## What to work on
In the data, extract each line that holds the string "wing".

## Data provided
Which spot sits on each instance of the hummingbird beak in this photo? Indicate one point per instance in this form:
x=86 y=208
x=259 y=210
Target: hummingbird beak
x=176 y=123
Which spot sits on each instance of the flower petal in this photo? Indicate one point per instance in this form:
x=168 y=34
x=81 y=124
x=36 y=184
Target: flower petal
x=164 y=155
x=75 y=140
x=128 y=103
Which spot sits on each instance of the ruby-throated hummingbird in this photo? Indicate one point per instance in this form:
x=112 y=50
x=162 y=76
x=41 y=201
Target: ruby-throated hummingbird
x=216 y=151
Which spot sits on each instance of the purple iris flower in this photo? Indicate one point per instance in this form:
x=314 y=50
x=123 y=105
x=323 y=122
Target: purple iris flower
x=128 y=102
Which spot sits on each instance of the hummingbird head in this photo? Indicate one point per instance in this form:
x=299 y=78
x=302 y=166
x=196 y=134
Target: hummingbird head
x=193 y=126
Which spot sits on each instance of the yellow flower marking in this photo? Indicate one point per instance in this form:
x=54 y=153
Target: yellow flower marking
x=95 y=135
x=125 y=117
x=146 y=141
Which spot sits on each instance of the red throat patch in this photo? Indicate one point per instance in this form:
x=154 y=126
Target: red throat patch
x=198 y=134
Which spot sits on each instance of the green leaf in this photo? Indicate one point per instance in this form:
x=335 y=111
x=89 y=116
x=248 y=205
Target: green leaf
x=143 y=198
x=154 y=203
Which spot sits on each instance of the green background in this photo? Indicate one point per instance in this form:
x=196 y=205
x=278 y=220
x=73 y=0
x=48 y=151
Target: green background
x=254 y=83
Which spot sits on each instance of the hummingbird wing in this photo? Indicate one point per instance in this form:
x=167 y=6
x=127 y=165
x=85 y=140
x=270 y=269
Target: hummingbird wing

## Exercise answer
Which spot sits on each instance of the hummingbird wing in this photo? Indicate one point per instance in this form:
Target: hummingbird wing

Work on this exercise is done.